What you will do → Your task is to reproduce the entries below word for word.

(Shape annotation entries)
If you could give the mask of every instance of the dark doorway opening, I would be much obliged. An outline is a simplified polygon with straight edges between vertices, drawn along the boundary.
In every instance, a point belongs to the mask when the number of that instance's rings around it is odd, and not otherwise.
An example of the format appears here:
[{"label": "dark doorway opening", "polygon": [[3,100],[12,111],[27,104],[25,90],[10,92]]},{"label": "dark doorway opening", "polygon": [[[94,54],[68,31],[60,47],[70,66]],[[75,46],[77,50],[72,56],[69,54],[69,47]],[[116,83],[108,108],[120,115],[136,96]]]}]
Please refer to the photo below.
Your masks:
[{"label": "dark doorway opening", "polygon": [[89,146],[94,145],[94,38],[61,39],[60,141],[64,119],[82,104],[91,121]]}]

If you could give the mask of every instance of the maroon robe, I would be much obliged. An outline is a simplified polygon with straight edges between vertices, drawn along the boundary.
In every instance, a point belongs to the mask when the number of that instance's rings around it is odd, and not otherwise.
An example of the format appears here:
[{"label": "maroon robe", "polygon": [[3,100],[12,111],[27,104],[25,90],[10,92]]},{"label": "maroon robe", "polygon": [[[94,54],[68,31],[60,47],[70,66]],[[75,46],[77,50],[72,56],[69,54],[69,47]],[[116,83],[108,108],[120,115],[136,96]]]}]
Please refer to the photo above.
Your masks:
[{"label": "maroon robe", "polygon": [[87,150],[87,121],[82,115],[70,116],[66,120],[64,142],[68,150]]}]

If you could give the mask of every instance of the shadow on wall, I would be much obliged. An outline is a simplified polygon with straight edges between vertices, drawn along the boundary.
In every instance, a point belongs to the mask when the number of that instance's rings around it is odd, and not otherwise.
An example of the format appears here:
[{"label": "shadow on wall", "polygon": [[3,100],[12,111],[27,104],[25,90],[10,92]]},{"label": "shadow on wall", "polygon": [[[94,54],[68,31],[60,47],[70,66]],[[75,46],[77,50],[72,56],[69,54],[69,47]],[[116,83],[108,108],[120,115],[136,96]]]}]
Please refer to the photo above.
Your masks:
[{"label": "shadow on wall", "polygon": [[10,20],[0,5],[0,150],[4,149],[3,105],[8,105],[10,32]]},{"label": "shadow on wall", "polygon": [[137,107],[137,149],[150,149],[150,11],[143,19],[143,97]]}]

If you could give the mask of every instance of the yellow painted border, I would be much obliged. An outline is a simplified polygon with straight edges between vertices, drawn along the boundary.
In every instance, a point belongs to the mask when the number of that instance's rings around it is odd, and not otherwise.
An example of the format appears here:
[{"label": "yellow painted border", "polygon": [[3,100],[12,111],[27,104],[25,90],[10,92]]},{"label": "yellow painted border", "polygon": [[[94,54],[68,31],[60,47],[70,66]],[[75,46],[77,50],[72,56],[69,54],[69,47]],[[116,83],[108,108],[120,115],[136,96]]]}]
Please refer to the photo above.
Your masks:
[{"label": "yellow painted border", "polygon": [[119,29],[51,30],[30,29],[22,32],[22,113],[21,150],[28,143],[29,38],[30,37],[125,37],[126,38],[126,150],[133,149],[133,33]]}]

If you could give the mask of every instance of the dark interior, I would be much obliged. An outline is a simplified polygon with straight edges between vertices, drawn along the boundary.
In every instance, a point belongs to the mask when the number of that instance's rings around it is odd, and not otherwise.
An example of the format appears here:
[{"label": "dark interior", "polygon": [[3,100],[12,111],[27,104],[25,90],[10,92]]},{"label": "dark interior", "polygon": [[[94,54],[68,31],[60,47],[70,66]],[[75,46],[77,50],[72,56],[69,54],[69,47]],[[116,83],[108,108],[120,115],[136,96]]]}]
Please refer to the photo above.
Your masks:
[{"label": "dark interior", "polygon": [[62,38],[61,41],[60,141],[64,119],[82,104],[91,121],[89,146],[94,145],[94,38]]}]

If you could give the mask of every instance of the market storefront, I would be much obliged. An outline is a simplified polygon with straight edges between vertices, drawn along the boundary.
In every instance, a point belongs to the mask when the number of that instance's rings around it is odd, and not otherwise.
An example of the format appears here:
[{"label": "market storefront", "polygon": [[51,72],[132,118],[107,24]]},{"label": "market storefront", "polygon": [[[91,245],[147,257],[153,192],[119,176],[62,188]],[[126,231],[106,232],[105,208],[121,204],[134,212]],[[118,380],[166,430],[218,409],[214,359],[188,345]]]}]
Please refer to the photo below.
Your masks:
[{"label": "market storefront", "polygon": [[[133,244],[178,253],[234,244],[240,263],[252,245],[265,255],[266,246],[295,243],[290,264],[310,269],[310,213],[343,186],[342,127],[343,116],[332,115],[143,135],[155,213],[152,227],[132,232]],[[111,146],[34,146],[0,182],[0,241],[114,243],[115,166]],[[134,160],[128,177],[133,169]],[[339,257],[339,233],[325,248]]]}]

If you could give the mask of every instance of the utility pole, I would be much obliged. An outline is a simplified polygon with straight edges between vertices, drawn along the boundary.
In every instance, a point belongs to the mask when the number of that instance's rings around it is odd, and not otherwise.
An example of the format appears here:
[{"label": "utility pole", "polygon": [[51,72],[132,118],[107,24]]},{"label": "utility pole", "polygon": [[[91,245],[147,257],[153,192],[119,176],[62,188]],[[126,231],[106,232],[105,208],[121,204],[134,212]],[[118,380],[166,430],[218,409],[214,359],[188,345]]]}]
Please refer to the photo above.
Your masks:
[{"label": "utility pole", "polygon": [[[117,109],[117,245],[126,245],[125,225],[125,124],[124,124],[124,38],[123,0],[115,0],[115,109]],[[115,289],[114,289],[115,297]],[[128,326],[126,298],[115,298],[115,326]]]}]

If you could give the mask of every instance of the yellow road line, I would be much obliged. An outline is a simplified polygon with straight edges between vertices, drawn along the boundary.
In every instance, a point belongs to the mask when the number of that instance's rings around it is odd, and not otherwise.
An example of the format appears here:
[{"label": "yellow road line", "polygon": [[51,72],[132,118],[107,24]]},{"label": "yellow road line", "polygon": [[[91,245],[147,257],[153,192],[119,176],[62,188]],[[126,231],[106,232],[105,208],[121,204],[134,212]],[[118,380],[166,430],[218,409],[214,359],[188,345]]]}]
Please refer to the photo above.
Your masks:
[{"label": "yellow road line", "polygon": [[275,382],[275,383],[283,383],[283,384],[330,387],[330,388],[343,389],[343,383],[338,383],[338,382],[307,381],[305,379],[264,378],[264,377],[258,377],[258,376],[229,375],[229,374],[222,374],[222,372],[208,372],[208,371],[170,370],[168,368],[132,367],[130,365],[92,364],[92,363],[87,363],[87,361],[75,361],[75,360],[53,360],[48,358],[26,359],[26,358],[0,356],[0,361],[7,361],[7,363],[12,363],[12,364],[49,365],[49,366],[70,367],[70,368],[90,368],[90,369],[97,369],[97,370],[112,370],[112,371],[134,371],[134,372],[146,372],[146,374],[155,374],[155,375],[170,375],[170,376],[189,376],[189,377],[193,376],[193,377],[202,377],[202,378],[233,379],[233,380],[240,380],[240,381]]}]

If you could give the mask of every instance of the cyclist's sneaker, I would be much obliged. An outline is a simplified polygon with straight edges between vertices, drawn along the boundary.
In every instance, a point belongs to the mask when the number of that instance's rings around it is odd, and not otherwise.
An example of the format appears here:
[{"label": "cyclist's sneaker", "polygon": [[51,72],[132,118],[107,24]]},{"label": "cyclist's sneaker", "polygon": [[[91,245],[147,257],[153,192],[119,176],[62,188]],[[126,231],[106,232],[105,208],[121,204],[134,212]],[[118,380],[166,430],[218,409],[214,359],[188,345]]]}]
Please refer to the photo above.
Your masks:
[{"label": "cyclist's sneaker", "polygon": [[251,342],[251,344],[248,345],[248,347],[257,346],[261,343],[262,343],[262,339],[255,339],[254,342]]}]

Expected answer →
If you could give the mask of every instance of the dark doorway opening, I would be much obliged. An outline is a simplified polygon with straight edges between vertices, drawn along the boundary.
In every instance, a point belongs to the mask when the number of that instance's rings around it is odd, and not otherwise.
An example of the format appears here:
[{"label": "dark doorway opening", "polygon": [[3,100],[12,111],[27,104],[25,90],[10,92]]},{"label": "dark doorway opening", "polygon": [[[94,54],[68,31],[60,47],[70,66]],[[75,46],[77,50],[72,56],[69,54],[69,47]],[[116,83],[108,108],[120,115],[136,96]]]}]
Please refer to the photo below.
Your masks:
[{"label": "dark doorway opening", "polygon": [[89,146],[94,145],[94,38],[61,39],[60,141],[64,119],[82,104],[91,121]]}]

If you could give the mask of every instance of the maroon robe, I would be much obliged. An outline is a simplified polygon with straight edges between vertices, drawn along the boundary.
In every instance, a point belongs to the mask when the number of that instance's rings around it is odd, and not otherwise.
An example of the format appears here:
[{"label": "maroon robe", "polygon": [[3,100],[12,111],[27,104],[25,90],[10,92]]},{"label": "maroon robe", "polygon": [[[94,54],[68,31],[60,47],[70,66]],[[75,46],[77,50],[72,56],[69,54],[69,47]],[[116,83],[108,108],[120,115],[136,96]]]}]
Please refer to the photo above.
Your masks:
[{"label": "maroon robe", "polygon": [[87,150],[87,121],[82,115],[70,116],[66,120],[64,142],[68,150]]}]

If you could give the mask of every instance of the shadow on wall, I would be much obliged. An outline is a simplified polygon with straight edges between vertices, drawn along the boundary.
In every instance, a point belongs to the mask when the number of that instance's rings around it is odd, and not otherwise.
An example of the format appears here:
[{"label": "shadow on wall", "polygon": [[3,100],[12,111],[27,104],[25,90],[10,92]]},{"label": "shadow on wall", "polygon": [[[94,54],[68,31],[60,47],[70,66]],[[75,46],[77,50],[72,56],[69,54],[69,47]],[[116,83],[108,108],[120,115],[136,96]]]}]
Please refer to the photo above.
Your masks:
[{"label": "shadow on wall", "polygon": [[10,20],[0,5],[0,150],[4,149],[3,105],[8,105],[10,32]]},{"label": "shadow on wall", "polygon": [[137,107],[137,149],[150,149],[150,11],[143,19],[143,97]]}]

If you could give the mask of every instance of the yellow painted border, I would be much obliged. An outline is a simplified polygon with straight edges between vertices, drawn along the boundary.
In every instance, a point belongs to the mask when the number of that instance's rings around it is odd, and not otherwise.
An example of the format appears here:
[{"label": "yellow painted border", "polygon": [[3,100],[12,111],[27,104],[25,90],[10,92]]},{"label": "yellow painted border", "polygon": [[[94,54],[68,31],[60,47],[70,66]],[[75,46],[77,50],[72,56],[69,54],[69,47]],[[116,83],[108,108],[120,115],[136,96]]]}]
Please refer to the photo above.
Your masks:
[{"label": "yellow painted border", "polygon": [[119,29],[51,30],[30,29],[22,32],[22,113],[21,150],[28,143],[29,38],[30,37],[125,37],[126,38],[126,150],[133,149],[133,33]]}]

If you could give the mask of every instance of the dark interior, I would be much obliged. An outline is a simplified polygon with straight edges between vertices, drawn along the boundary.
In every instance, a point belongs to the mask when the number of that instance's rings around it is odd, and not otherwise.
An example of the format appears here:
[{"label": "dark interior", "polygon": [[3,100],[12,111],[27,104],[25,90],[10,92]]},{"label": "dark interior", "polygon": [[[94,54],[68,31],[60,47],[70,66]],[[75,46],[77,50],[72,56],[69,54],[69,47]],[[116,83],[108,108],[120,115],[136,96]]]}]
Please refer to the photo above.
Your masks:
[{"label": "dark interior", "polygon": [[62,38],[61,41],[60,141],[64,119],[82,104],[91,121],[89,146],[94,145],[94,38]]}]

If you could give the mask of every instance of the market storefront, I would be much obliged. An outline is a simplified polygon with straight edges between vertices, drawn along the boundary.
In every instance, a point belongs to the mask when the number of that instance's rings around it is odd, and not otherwise.
An example of the format appears here:
[{"label": "market storefront", "polygon": [[51,72],[132,118],[107,24]]},{"label": "market storefront", "polygon": [[[91,245],[147,257],[153,192],[119,176],[62,188]],[[126,231],[106,232],[105,208],[121,204],[134,212]],[[118,380],[166,430],[218,409],[214,359],[188,345]]]}]
Please refer to the photo below.
Your masks:
[{"label": "market storefront", "polygon": [[[133,244],[178,253],[234,244],[240,263],[252,245],[265,255],[266,246],[295,243],[290,264],[310,269],[310,213],[343,186],[342,127],[343,116],[332,115],[143,135],[155,213],[152,227],[132,232]],[[111,146],[34,146],[0,182],[0,241],[114,243],[115,166]],[[134,160],[128,177],[133,169]],[[339,257],[339,233],[325,248]]]}]

If you could give the mask of every instance of the utility pole, I would be much obliged. An outline is a simplified polygon with straight edges between vertices, drawn along the boundary.
In every instance, a point belongs to the mask when the number of that instance's rings around it is odd, and not otherwise.
An example of the format appears here:
[{"label": "utility pole", "polygon": [[51,72],[132,118],[107,24]]},{"label": "utility pole", "polygon": [[[91,245],[147,257],[153,192],[119,176],[62,188]],[[126,231],[106,232],[105,208],[121,204],[134,212]],[[118,380],[166,430],[218,409],[214,359],[188,345]]]}]
Please refer to the photo above.
Your masks:
[{"label": "utility pole", "polygon": [[[117,109],[117,245],[126,245],[125,225],[125,124],[124,124],[124,38],[123,0],[115,0],[115,109]],[[115,289],[114,289],[115,297]],[[128,326],[126,298],[115,298],[115,326]]]}]

If you could give the mask of every instance of the yellow road line, I would be much obliged. An outline is a simplified polygon with straight edges between vertices, drawn along the boundary.
In every instance, a point belongs to the mask when the number of that instance's rings around it is odd, and not otherwise.
An example of the format appears here:
[{"label": "yellow road line", "polygon": [[51,72],[132,118],[107,24]]},{"label": "yellow road line", "polygon": [[[91,245],[147,257],[153,192],[119,176],[62,188]],[[126,231],[106,232],[105,208],[121,204],[134,212]],[[118,380],[166,430],[218,409],[214,359],[188,345]]]}]
Please refer to the photo above.
Your masks:
[{"label": "yellow road line", "polygon": [[275,382],[275,383],[283,383],[283,384],[330,387],[330,388],[343,389],[343,383],[338,383],[338,382],[307,381],[305,379],[264,378],[264,377],[258,377],[258,376],[229,375],[229,374],[222,374],[222,372],[208,372],[208,371],[170,370],[168,368],[132,367],[130,365],[92,364],[92,363],[87,363],[87,361],[75,361],[75,360],[53,360],[48,358],[26,359],[26,358],[0,356],[0,361],[7,361],[7,363],[12,363],[12,364],[49,365],[49,366],[70,367],[70,368],[90,368],[90,369],[97,369],[97,370],[112,370],[112,371],[134,371],[134,372],[146,372],[146,374],[155,374],[155,375],[170,375],[170,376],[189,376],[189,377],[193,376],[193,377],[202,377],[202,378],[233,379],[233,380],[240,380],[240,381]]}]

If you could give the mask of every instance of the cyclist's sneaker, I would be much obliged. An outline is a simplified polygon with straight edges between vertices, drawn along the boundary.
In every instance, a point belongs to the mask when the number of that instance's rings around it is odd, and not otherwise.
An example of the format appears here:
[{"label": "cyclist's sneaker", "polygon": [[51,72],[132,118],[107,24]]},{"label": "cyclist's sneaker", "polygon": [[[91,245],[147,257],[153,192],[119,176],[62,188]],[[126,231],[106,232],[105,208],[121,204],[134,212]],[[118,380],[166,430],[218,409],[214,359],[188,345]]]}]
Please refer to the photo above.
Your masks:
[{"label": "cyclist's sneaker", "polygon": [[251,342],[251,344],[248,345],[248,347],[257,346],[261,343],[262,343],[262,339],[255,339],[254,342]]}]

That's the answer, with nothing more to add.